[Object position labeling entries]
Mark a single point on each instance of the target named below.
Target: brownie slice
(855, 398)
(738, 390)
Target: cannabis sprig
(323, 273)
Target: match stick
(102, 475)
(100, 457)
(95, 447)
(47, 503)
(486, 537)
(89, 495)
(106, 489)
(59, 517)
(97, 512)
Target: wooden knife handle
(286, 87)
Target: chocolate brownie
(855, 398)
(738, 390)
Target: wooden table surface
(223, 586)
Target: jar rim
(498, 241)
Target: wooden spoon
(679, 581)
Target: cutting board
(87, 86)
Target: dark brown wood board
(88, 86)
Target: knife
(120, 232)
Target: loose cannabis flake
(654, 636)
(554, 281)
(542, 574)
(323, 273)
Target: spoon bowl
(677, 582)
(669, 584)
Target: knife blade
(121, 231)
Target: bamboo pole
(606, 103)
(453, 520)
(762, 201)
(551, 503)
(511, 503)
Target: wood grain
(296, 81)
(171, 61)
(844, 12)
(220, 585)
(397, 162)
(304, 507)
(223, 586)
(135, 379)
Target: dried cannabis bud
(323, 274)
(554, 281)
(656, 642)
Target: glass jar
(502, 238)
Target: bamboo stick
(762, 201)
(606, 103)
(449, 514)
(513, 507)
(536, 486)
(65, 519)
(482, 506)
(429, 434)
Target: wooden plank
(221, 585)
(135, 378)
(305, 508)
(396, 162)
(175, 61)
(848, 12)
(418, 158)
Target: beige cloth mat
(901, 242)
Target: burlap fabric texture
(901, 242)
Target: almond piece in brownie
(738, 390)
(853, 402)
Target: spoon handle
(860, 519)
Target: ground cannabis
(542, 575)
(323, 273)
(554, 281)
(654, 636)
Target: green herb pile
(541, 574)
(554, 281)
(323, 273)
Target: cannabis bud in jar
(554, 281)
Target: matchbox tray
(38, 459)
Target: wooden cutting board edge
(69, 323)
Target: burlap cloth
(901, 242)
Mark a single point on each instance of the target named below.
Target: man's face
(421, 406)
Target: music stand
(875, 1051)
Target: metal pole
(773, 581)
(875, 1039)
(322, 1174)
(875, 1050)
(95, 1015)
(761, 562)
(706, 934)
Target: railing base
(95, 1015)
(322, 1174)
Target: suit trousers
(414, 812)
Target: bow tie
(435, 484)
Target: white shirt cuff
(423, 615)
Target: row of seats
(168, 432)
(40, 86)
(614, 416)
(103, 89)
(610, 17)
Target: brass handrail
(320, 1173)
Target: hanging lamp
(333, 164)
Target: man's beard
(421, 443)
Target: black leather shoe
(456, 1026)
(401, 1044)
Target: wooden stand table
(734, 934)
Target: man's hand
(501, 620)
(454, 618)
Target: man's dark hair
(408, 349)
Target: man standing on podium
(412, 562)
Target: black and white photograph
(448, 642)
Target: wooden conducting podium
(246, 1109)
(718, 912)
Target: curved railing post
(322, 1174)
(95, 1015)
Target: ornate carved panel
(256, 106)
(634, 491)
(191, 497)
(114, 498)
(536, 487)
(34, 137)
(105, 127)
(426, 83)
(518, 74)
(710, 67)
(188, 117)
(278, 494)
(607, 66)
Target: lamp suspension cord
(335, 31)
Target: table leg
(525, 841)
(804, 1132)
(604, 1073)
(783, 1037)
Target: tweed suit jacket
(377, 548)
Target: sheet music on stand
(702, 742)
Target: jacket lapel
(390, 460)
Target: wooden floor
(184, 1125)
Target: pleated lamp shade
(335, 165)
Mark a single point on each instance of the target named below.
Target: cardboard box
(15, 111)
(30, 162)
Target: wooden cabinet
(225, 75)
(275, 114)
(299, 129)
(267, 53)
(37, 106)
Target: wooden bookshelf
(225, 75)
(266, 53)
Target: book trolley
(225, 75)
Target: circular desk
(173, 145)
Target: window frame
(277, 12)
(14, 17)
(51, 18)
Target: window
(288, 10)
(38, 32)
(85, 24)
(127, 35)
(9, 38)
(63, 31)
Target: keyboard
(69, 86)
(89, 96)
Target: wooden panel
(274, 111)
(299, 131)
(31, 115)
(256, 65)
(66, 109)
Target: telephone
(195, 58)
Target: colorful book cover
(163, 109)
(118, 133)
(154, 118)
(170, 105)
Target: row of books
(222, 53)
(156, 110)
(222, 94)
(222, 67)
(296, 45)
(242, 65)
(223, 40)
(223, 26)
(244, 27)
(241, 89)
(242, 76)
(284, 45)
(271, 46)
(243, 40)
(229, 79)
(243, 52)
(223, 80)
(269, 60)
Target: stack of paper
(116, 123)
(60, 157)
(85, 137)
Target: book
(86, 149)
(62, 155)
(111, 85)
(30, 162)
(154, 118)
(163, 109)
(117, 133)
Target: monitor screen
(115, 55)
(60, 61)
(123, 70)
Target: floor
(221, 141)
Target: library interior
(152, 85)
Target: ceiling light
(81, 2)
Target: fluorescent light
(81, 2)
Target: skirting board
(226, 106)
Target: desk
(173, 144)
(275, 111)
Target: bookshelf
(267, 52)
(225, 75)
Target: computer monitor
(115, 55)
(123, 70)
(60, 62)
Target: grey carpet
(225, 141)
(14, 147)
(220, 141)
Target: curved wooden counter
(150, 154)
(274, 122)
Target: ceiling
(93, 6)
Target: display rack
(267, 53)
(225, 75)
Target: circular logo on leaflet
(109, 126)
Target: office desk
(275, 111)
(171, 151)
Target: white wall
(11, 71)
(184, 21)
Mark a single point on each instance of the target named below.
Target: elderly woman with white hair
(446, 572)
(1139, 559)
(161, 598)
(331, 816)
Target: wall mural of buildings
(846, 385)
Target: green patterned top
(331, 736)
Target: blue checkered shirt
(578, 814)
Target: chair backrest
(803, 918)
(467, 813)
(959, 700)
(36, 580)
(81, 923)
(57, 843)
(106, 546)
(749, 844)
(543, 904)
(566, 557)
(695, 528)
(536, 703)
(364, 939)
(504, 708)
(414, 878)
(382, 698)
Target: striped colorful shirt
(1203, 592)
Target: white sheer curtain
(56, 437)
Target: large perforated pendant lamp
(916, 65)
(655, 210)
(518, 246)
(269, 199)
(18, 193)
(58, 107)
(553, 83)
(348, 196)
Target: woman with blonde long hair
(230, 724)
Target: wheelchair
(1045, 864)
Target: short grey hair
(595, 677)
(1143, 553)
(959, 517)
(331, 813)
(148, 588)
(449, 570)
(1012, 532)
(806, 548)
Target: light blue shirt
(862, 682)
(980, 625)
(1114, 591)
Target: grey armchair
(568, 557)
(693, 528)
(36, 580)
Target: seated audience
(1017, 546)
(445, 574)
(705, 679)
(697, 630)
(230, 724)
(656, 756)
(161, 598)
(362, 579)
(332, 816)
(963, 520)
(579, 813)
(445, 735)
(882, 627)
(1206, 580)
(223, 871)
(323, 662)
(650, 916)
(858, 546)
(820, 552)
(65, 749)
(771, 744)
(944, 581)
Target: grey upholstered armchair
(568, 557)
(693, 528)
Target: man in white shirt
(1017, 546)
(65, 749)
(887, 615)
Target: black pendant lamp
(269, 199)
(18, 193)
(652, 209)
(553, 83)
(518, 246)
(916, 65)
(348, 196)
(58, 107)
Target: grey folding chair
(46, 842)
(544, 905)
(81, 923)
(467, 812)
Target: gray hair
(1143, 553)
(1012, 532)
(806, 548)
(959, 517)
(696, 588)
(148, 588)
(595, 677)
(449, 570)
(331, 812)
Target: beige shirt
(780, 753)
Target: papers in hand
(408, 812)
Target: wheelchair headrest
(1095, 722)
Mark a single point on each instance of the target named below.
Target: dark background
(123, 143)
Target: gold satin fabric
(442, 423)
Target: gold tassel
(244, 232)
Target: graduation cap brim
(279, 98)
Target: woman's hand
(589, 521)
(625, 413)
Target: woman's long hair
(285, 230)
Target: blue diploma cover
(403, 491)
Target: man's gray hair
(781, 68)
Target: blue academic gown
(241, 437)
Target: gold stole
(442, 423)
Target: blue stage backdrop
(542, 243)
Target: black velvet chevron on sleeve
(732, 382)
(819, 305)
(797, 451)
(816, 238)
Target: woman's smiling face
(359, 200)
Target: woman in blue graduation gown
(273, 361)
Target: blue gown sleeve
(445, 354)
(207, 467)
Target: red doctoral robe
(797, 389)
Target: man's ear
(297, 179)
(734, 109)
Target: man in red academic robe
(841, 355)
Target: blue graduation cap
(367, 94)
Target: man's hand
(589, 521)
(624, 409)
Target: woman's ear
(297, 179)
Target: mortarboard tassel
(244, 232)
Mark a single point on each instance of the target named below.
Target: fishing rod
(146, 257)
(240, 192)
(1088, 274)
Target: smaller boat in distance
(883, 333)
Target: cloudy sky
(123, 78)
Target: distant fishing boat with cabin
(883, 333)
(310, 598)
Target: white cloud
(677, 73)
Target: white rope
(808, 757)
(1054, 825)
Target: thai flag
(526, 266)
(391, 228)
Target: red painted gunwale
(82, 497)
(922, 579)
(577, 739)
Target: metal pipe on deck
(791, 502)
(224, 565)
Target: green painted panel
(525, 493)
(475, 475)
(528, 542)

- WORK TO BE COMPLETED
Beginning at the line that contains "Target: woman's smiling face", retype each line of the listing up to and including the last one, exactly as it stands, and nothing else.

- CORRECT OUTPUT
Target: woman's smiling face
(359, 200)
Target: woman in blue graduation gown
(273, 361)
Target: blue gown sleeve
(445, 354)
(207, 467)
Target: red doctoral robe
(797, 389)
Target: man's ear
(297, 179)
(734, 109)
Target: man in red academic robe
(841, 355)
Target: blue graduation cap
(367, 94)
Target: man's hand
(589, 521)
(624, 409)
Target: woman's ear
(297, 179)
Target: mortarboard tassel
(244, 232)
Mark a single point on each instance of the target named below.
Target: fishing rod
(146, 257)
(240, 192)
(1088, 274)
Target: smaller boat in distance
(883, 333)
Target: cloudy sky
(123, 78)
Target: distant fishing boat with cabin
(883, 333)
(310, 598)
Target: white cloud
(677, 73)
Target: white rope
(808, 757)
(1054, 825)
Target: thai flag
(526, 266)
(391, 228)
Target: red painted gunwale
(82, 497)
(922, 579)
(577, 739)
Target: metal pipe on deck
(791, 502)
(224, 565)
Target: green painted panel
(525, 493)
(475, 475)
(528, 542)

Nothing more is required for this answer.